▶ Goal of the exercise:
Exactly as written, please repeat the data that follows, but not the pictures.

★ ★ ★ ★ ★

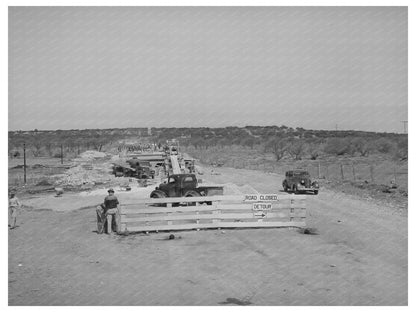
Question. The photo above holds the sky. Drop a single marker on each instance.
(115, 67)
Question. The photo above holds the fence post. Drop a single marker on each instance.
(62, 154)
(24, 163)
(353, 171)
(372, 173)
(319, 169)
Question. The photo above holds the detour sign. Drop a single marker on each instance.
(260, 197)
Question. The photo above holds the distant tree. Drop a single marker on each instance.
(337, 146)
(314, 150)
(384, 145)
(278, 147)
(296, 148)
(36, 147)
(362, 146)
(248, 141)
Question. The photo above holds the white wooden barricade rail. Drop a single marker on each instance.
(225, 212)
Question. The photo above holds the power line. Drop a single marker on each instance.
(404, 126)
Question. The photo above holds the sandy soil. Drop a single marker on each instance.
(359, 256)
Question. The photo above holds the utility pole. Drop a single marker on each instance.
(62, 154)
(404, 126)
(24, 162)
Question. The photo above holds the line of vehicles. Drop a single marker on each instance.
(186, 185)
(181, 180)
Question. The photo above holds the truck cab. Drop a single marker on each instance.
(297, 181)
(178, 185)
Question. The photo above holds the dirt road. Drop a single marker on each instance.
(359, 257)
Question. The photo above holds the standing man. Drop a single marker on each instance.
(14, 205)
(106, 212)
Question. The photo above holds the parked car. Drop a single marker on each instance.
(298, 181)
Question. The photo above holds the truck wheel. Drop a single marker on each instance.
(192, 194)
(159, 194)
(285, 187)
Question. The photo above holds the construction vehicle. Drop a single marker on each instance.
(297, 181)
(185, 185)
(135, 169)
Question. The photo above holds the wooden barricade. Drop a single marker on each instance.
(186, 213)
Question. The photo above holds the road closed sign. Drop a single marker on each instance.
(260, 197)
(262, 206)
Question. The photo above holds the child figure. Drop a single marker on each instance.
(14, 205)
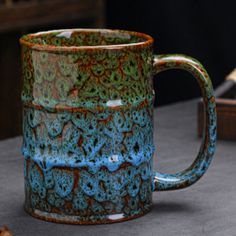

★ ★ ★ ★ ★

▶ Answer space:
Question. The photo above holds the sky. Drop a single marker on each instance.
(115, 67)
Question. The photo above holds the fence post. Drop a single marker on each instance.
(62, 154)
(24, 163)
(353, 171)
(372, 173)
(319, 169)
Question. The photo above holds the detour sign. Drop a single marker on each instance.
(260, 197)
Question. The photo above holds the distant tree. Drop a single marker on each instance.
(337, 146)
(314, 150)
(384, 145)
(278, 147)
(296, 148)
(36, 147)
(362, 146)
(248, 141)
Question. The photo above holds the white wooden barricade rail. Drop a single marker on each instance.
(225, 212)
Question. The photo above holds the power line. Drop a single marker on each instance.
(404, 126)
Question. The photo above holds the sandy soil. Drop a single marker on each instance.
(359, 256)
Question. The photo above holds the utility pole. Drop a single marker on each instance.
(62, 154)
(404, 126)
(24, 162)
Question. The photo above holds the line of vehicles. Drop a single marker on each instance.
(186, 185)
(181, 180)
Question. The photo above holds the truck cab. Drop a single marker on each instance.
(297, 181)
(178, 185)
Question. The photo above holds the dirt road. Drop a single marker on each instance.
(359, 257)
Question. The photo above holds the standing man. Drop a single marker on each instance.
(14, 205)
(106, 212)
Question. The photo above holds the parked car. Drop a single marker on each instance.
(298, 181)
Question. The photo above holds the truck wheel. Drop a single marker on each instance.
(192, 194)
(159, 194)
(285, 187)
Question. The photo above holds the construction vehicle. Drop a single marker on each instance.
(297, 181)
(185, 185)
(135, 169)
Question. The photo above holds the wooden barricade. Drop a single marker on each instance.
(186, 213)
Question. The photo above holds the road closed sign. Drop a single marker on each instance.
(260, 197)
(262, 206)
Question. The photo above holds the child figure. Drop a single marker on each instance.
(14, 205)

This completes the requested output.